++++ Фрагмент текста

Что касается собственно текстового проигрывания когнитивных механизмов декартовского силлогизма, их тоже у Вольтера можно найти. Однако это будет уже не та изящная и легкая ирония, которую мы видели у Монтескье. Саркастическая насмешка, составляющая стилистическое содержание вольтеровского когнитивного механизма антитезиса, представляется гораздо более очевидной.

Вот, например, как описывается землетрясение в городе Лиссабон:

(1) Après le tremblement de terre qui avait détruit les trois quarts de Lisbonne, (2) les sages du pays n'avaient pas trouvé un moyen plus efficace pour prévenir une ruine totale que de donner au peuple un bel autodafé: (3) il était décidé par l'université de Coîmbre que le spectacle de quelques personnes brûlées à petit feu, en grande cérémonie est un secret infaillible pour empé-cher la terre de trembler.

В качестве тезиса (1) определяем факт самого землетрясения. Затем идет структура антитезиса (2) в форме отрицательного усиления «гениальности» мудрецов, которые решили продемонстрировать народу картину медленного сожжения «виновников» произошедшего природного катаклизма. Силлогизм (3) выражен в форме описания будущей торжественной церемонии сожжения, как беспроигрышного способа предотвратить землетрясение. И в этом силлогизме явно присутствуют элементы антитезиса, выраженные в абсурдном контрасте факта сожжения надуманных жертв на медленном огне и самого пафоса церемонии.

++++++++
++++ Исходные данные

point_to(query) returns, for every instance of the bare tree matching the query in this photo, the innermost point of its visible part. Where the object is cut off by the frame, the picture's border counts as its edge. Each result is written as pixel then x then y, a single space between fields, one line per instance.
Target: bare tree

++++++++

— Что нужно сделать —
1. Перепишите фрагмент текста, начиная со слов «Что касается собственно» и заканчивая словами «terre de trembler.», заменив «Монтескье» на «Дидро».
2. Что во фрагменте текста определяется как тезис (1) в описании землетрясения в Лиссабоне?

— Ответы —
1.
Что касается собственно текстового проигрывания когнитивных механизмов декартовского силлогизма, их тоже у Вольтера можно найти. Однако это будет уже не та изящная и легкая ирония, которую мы видели у Дидро. Саркастическая насмешка, составляющая стилистическое содержание вольтеровского когнитивного механизма антитезиса, представляется гораздо более очевидной.

Вот, например, как описывается землетрясение в городе Лиссабон:

(1) Après le tremblement de terre qui avait détruit les trois quarts de Lisbonne, (2) les sages du pays n'avaient pas trouvé un moyen plus efficace pour prévenir une ruine totale que de donner au peuple un bel autodafé: (3) il était décidé par l'université de Coîmbre que le spectacle de quelques personnes brûlées à petit feu, en grande cérémonie est un secret infaillible pour empé-cher la terre de trembler.

2. Факт самого землетрясения.